Transcribe all of the records precisely as they are presented.

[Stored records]
========================

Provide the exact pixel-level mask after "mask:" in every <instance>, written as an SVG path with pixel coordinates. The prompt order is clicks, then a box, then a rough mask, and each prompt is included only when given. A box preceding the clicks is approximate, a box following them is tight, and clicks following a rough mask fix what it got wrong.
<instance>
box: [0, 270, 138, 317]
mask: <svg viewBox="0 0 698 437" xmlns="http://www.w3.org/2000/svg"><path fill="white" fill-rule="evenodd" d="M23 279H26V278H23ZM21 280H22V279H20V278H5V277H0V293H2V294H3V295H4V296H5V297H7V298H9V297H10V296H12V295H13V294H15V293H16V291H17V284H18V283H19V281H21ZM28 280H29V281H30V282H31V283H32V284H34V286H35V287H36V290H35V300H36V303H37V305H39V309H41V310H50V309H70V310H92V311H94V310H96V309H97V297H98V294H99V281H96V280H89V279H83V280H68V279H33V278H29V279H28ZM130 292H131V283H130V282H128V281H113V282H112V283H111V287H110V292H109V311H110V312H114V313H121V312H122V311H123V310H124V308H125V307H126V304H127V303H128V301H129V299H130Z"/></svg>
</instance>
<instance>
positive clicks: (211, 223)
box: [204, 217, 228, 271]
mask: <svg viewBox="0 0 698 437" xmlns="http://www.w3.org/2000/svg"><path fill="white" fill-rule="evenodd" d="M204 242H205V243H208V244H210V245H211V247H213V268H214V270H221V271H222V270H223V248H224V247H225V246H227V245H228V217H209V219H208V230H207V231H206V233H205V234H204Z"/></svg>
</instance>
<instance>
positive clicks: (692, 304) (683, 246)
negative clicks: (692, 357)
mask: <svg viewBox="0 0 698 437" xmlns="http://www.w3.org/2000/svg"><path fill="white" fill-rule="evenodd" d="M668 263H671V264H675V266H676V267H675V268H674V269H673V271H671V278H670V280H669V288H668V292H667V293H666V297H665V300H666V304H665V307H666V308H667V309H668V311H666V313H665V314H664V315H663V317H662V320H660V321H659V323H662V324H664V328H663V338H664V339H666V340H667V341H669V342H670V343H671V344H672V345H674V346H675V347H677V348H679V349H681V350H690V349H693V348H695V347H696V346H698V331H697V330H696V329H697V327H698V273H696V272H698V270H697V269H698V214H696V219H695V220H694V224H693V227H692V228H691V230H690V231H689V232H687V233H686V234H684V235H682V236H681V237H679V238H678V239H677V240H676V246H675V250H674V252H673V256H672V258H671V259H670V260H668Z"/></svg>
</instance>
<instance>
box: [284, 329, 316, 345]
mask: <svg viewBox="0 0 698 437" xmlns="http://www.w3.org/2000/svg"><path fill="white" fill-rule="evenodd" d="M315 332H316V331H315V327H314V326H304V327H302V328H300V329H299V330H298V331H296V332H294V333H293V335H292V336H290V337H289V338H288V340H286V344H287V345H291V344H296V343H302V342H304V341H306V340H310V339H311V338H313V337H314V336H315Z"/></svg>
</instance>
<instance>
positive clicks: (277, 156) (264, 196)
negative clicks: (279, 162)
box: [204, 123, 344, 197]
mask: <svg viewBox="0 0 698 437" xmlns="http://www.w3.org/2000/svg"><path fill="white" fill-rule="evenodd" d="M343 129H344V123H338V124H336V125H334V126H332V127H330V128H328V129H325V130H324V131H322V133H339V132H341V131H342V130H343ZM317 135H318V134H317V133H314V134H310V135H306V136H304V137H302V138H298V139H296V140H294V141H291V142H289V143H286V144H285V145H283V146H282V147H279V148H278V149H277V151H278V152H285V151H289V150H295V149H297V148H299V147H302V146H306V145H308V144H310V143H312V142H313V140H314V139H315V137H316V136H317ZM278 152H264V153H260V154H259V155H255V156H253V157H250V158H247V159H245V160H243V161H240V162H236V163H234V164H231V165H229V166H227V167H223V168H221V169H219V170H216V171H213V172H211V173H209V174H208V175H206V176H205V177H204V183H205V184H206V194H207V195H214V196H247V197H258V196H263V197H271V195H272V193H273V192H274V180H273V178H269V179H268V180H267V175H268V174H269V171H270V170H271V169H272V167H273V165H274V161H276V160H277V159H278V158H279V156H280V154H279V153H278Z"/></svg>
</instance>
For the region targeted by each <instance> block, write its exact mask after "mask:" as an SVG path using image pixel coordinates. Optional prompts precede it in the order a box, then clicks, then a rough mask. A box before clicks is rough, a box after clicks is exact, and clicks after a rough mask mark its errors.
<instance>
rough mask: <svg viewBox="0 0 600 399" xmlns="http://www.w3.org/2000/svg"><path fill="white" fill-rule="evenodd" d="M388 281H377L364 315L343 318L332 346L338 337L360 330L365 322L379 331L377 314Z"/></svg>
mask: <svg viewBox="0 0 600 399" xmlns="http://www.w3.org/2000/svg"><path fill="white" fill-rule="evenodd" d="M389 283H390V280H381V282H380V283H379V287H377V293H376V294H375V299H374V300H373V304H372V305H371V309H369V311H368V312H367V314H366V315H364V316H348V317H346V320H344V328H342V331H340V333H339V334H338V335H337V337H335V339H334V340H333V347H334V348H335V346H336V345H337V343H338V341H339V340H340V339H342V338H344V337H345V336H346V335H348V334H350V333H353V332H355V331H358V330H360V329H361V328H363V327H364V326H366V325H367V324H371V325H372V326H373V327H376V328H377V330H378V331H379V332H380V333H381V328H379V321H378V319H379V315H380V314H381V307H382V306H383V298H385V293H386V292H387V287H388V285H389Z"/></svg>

========================

> _Response area_:
Provide the exact pixel-level mask after "mask:" in every <instance>, written as an SVG path with pixel coordinates. The prompt order is clicks, then a box, then a rough mask, and each prompt is included only when given. A box preceding the clicks is approximate, a box following them is tight, and clicks following a rough mask fix what it got wrong.
<instance>
box: [0, 270, 138, 317]
mask: <svg viewBox="0 0 698 437" xmlns="http://www.w3.org/2000/svg"><path fill="white" fill-rule="evenodd" d="M23 279H26V278H23ZM21 280H22V279H20V278H5V277H0V293H2V294H3V295H4V296H5V297H7V298H9V297H10V296H12V295H13V294H15V293H16V291H17V284H18V283H19V281H21ZM28 280H29V281H30V282H31V283H32V284H34V286H35V287H36V290H35V300H36V303H37V305H39V309H41V310H50V309H70V310H92V311H94V310H96V309H97V297H98V294H99V281H96V280H89V279H83V280H68V279H33V278H29V279H28ZM130 292H131V283H130V282H128V281H113V282H112V283H111V287H110V292H109V311H110V312H114V313H121V312H122V311H123V310H124V308H125V307H126V304H127V303H128V301H129V299H130Z"/></svg>
</instance>
<instance>
positive clicks: (211, 223)
box: [204, 217, 228, 271]
mask: <svg viewBox="0 0 698 437" xmlns="http://www.w3.org/2000/svg"><path fill="white" fill-rule="evenodd" d="M204 242H205V243H208V244H210V245H211V247H213V268H214V270H221V271H222V270H223V248H224V247H225V246H227V245H228V217H209V219H208V230H207V231H206V233H205V234H204Z"/></svg>
</instance>
<instance>
positive clicks: (692, 304) (683, 246)
negative clicks: (692, 357)
mask: <svg viewBox="0 0 698 437" xmlns="http://www.w3.org/2000/svg"><path fill="white" fill-rule="evenodd" d="M668 263H671V264H675V266H676V267H675V268H674V269H673V271H671V278H670V280H669V288H668V292H667V293H666V297H665V300H666V304H665V307H666V308H667V309H668V311H666V313H665V314H664V315H663V317H662V320H660V321H659V323H662V324H664V328H663V338H664V339H666V340H667V341H669V342H670V343H671V344H672V345H674V346H675V347H677V348H679V349H681V350H690V349H693V348H695V347H696V346H698V331H697V330H696V329H697V327H698V273H696V272H698V270H697V269H698V214H696V219H695V220H694V224H693V227H692V228H691V230H690V231H689V232H687V233H686V234H684V235H682V236H681V237H679V238H678V239H677V240H676V246H675V250H674V252H673V256H672V258H671V259H670V260H668Z"/></svg>
</instance>
<instance>
box: [284, 329, 316, 345]
mask: <svg viewBox="0 0 698 437" xmlns="http://www.w3.org/2000/svg"><path fill="white" fill-rule="evenodd" d="M315 332H316V331H315V327H314V326H304V327H302V328H300V329H299V330H298V331H296V332H294V333H293V335H292V336H290V337H289V338H288V340H286V344H287V345H291V344H296V343H302V342H304V341H306V340H310V339H311V338H313V337H314V336H315Z"/></svg>
</instance>
<instance>
positive clicks: (277, 156) (264, 196)
negative clicks: (279, 162)
box: [204, 123, 344, 197]
mask: <svg viewBox="0 0 698 437" xmlns="http://www.w3.org/2000/svg"><path fill="white" fill-rule="evenodd" d="M343 129H344V123H338V124H336V125H334V126H332V127H330V128H328V129H325V130H324V131H322V133H339V132H341V131H342V130H343ZM317 135H318V134H317V133H314V134H310V135H306V136H304V137H302V138H298V139H296V140H294V141H291V142H289V143H286V144H285V145H283V146H282V147H279V148H278V149H277V151H278V152H285V151H289V150H295V149H297V148H299V147H302V146H306V145H308V144H310V143H312V142H313V140H314V139H315V137H316V136H317ZM278 152H264V153H260V154H259V155H255V156H253V157H250V158H247V159H245V160H243V161H240V162H236V163H234V164H231V165H229V166H227V167H223V168H221V169H219V170H216V171H213V172H211V173H209V174H208V175H206V176H205V177H204V183H205V184H206V194H207V195H214V196H247V197H258V196H263V197H271V195H272V193H273V192H274V180H273V178H269V179H268V180H267V175H268V174H269V171H270V170H271V169H272V167H273V165H274V161H276V160H277V159H278V158H279V156H280V154H279V153H278Z"/></svg>
</instance>
For the region targeted by each <instance> block, write its exact mask after "mask:" as an SVG path using image pixel coordinates. Optional prompts precede it in the order a box, then clicks, then a rough mask. A box before clicks is rough, a box after clicks is exact, and clicks after a rough mask mark its errors.
<instance>
rough mask: <svg viewBox="0 0 600 399" xmlns="http://www.w3.org/2000/svg"><path fill="white" fill-rule="evenodd" d="M388 281H377L364 315L343 318L332 346L338 337L360 330L365 322L379 331L377 314Z"/></svg>
mask: <svg viewBox="0 0 600 399" xmlns="http://www.w3.org/2000/svg"><path fill="white" fill-rule="evenodd" d="M389 283H390V280H381V282H380V283H379V287H377V293H376V294H375V299H374V300H373V304H372V305H371V309H369V311H368V312H367V314H366V315H364V316H348V317H346V320H344V328H342V331H340V333H339V334H338V335H337V337H335V339H334V340H333V347H334V348H335V346H336V345H337V343H338V341H339V340H340V339H342V338H344V337H345V336H346V335H348V334H350V333H353V332H355V331H358V330H360V329H361V328H363V327H364V326H366V325H367V324H371V325H372V326H373V327H376V328H377V330H378V331H379V332H380V333H381V328H379V321H378V319H379V315H380V314H381V307H382V306H383V298H385V293H386V292H387V287H388V285H389Z"/></svg>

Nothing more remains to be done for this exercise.